PROBLEM REQUIREMENTS: Return a copy of every line in the data below that contains "black".

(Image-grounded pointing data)

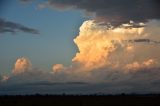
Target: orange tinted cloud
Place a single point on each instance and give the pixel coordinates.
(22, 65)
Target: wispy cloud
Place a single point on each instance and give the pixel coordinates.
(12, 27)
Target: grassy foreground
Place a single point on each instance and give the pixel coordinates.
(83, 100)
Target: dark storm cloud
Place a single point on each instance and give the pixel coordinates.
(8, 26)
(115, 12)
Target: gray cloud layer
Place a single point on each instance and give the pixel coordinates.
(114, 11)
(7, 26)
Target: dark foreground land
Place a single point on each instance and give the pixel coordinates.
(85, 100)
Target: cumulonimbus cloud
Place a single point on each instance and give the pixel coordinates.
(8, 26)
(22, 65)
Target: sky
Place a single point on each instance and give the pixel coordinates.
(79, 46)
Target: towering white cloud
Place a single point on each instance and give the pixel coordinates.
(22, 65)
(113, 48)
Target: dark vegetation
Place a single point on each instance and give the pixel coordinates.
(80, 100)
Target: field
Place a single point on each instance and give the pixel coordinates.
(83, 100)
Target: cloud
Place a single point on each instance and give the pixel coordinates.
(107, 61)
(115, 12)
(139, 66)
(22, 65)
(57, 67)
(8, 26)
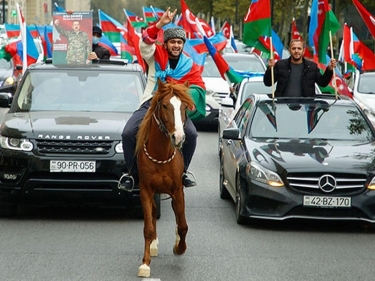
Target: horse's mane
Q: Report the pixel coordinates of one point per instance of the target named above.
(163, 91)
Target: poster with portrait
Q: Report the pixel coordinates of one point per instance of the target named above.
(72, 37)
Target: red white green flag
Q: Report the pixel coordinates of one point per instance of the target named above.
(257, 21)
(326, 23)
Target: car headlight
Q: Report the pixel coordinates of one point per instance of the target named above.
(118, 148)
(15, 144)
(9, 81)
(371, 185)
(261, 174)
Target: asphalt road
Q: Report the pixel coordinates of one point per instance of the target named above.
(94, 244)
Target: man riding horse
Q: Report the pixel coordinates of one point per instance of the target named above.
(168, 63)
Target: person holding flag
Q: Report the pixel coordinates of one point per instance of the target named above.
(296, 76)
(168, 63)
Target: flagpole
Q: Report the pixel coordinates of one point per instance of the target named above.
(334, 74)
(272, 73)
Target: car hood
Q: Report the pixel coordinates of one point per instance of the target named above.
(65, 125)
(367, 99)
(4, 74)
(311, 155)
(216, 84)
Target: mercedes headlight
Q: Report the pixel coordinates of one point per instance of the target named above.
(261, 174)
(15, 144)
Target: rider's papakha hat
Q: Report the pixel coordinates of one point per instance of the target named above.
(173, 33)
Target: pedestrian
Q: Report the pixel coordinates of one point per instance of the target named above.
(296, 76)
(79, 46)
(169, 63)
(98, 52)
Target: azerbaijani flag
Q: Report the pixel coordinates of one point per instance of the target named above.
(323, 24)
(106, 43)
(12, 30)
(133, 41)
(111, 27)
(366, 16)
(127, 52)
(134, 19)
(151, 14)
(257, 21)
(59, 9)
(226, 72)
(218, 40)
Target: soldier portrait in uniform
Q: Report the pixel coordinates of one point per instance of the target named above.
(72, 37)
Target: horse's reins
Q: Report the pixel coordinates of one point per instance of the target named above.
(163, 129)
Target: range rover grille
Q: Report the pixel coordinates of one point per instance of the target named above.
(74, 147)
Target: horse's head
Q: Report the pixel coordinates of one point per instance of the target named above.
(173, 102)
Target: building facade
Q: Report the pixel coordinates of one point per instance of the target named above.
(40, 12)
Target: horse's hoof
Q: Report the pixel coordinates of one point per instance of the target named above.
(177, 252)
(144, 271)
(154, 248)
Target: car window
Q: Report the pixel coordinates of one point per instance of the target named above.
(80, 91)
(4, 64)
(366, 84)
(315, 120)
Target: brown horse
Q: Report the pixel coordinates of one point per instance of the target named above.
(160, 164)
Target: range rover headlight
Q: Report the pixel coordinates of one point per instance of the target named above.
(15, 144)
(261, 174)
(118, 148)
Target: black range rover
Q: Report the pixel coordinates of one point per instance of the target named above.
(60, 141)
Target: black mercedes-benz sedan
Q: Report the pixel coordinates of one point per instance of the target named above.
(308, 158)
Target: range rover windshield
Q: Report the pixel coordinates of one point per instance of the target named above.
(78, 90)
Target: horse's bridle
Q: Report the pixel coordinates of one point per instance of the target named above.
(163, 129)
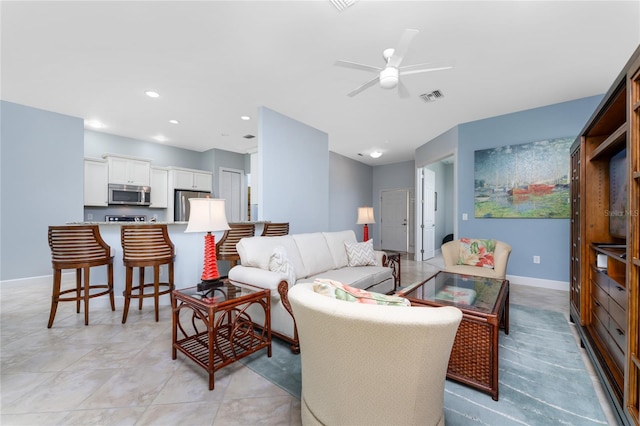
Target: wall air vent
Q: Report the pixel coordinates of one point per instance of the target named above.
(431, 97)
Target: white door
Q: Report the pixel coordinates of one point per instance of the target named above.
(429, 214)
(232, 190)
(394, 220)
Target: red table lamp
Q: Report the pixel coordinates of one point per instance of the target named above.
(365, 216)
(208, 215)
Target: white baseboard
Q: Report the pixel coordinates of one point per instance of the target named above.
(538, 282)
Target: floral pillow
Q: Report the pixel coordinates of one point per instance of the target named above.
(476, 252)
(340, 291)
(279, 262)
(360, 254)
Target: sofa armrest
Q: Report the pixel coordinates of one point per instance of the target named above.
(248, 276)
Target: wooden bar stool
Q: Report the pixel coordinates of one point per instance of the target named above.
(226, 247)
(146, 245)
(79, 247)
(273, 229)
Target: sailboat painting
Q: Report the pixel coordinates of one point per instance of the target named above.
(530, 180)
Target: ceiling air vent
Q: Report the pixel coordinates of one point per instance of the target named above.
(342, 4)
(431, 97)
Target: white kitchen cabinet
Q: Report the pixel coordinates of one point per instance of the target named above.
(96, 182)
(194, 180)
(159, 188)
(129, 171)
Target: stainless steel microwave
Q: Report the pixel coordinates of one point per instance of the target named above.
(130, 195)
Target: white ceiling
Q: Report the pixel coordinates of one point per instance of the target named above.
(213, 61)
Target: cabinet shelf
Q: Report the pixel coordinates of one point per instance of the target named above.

--

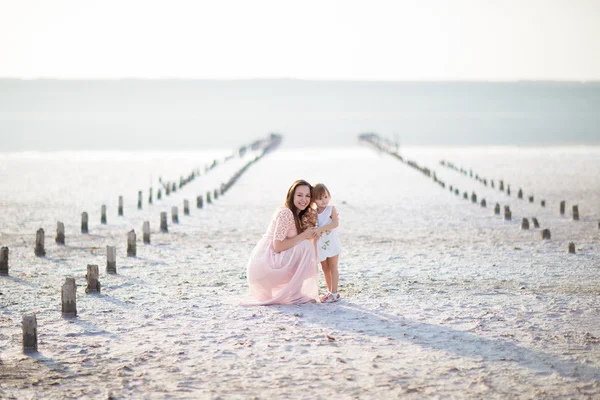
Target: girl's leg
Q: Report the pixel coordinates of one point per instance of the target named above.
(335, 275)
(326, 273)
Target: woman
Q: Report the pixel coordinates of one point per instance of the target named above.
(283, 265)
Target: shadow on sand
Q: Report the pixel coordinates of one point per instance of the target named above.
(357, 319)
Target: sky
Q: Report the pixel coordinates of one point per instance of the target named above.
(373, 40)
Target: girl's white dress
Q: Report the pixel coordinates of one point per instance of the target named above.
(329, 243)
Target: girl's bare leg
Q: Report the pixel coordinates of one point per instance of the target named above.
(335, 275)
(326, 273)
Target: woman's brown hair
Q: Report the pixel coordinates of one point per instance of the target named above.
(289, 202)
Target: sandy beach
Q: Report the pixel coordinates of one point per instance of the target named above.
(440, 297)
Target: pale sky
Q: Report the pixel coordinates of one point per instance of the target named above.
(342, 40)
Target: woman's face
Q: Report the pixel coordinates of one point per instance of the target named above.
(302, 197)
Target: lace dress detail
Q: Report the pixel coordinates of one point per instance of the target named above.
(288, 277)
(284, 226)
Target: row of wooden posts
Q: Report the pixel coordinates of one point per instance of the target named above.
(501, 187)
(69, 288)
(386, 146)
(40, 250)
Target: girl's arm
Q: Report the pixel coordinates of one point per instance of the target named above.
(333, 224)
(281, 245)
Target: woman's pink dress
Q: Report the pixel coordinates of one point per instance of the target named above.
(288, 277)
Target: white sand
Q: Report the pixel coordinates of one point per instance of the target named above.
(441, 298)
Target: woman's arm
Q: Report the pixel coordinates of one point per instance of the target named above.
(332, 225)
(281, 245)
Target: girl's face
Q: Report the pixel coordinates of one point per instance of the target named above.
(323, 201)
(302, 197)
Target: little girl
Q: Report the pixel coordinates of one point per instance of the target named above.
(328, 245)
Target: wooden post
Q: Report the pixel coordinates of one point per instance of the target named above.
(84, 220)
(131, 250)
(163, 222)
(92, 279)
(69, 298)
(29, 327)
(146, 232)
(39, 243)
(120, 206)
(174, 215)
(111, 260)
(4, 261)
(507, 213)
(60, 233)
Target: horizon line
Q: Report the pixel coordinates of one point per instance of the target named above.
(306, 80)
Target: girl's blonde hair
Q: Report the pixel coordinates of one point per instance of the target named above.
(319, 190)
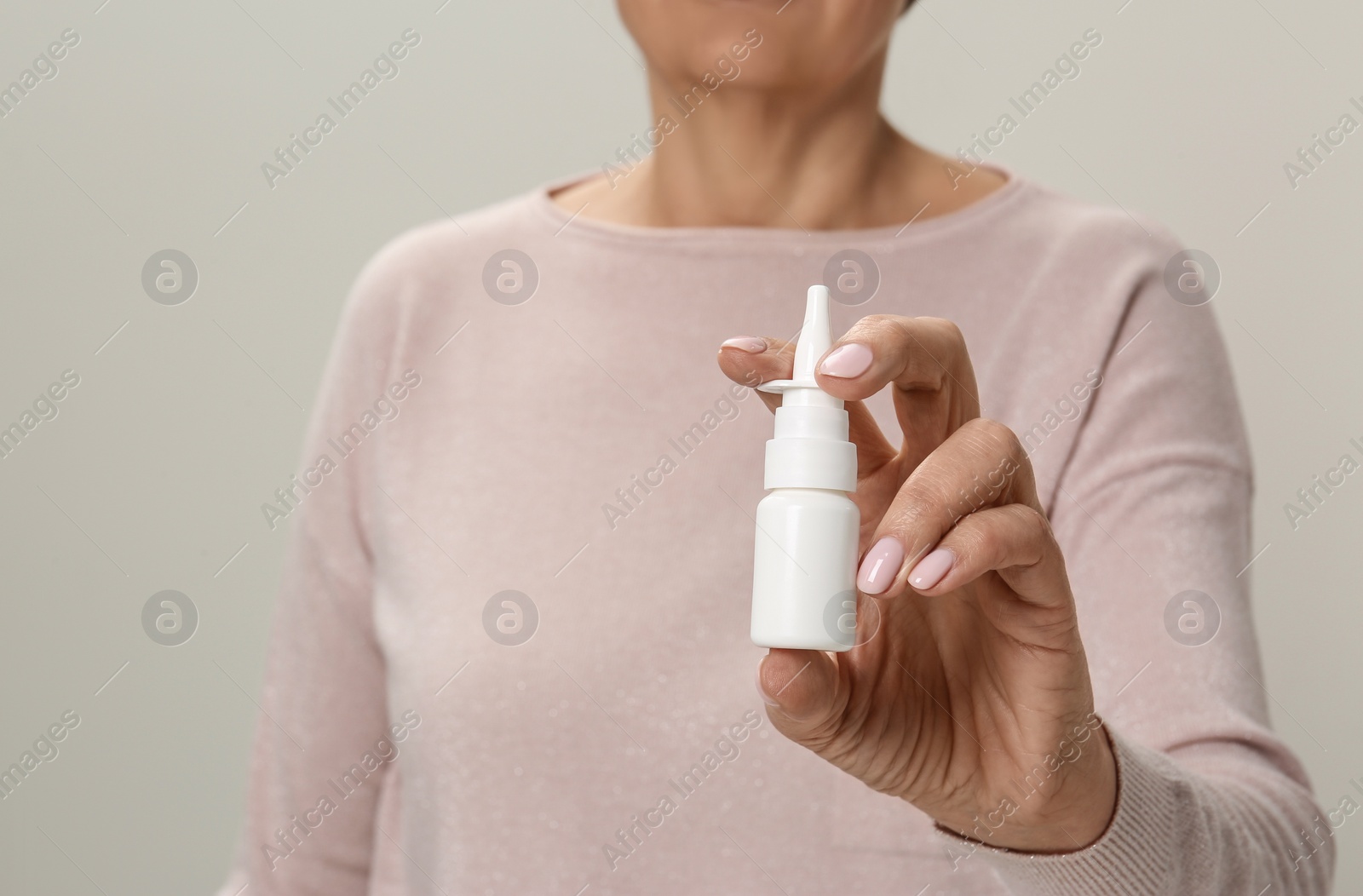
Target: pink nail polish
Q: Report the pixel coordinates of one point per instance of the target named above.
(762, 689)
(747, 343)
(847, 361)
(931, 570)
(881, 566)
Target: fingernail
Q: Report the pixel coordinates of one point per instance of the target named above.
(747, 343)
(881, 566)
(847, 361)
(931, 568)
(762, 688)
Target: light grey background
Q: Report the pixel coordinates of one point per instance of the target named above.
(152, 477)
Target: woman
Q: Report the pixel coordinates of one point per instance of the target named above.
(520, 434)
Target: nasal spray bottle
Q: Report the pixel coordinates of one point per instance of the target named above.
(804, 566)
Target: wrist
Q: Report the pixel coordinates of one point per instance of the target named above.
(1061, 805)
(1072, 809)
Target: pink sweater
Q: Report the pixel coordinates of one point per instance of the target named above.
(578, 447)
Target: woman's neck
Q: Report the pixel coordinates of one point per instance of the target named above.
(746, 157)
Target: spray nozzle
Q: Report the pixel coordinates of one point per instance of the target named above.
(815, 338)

ANSWER TO THIS PROBLEM:
Target: black range rover
Target: black mercedes-benz sedan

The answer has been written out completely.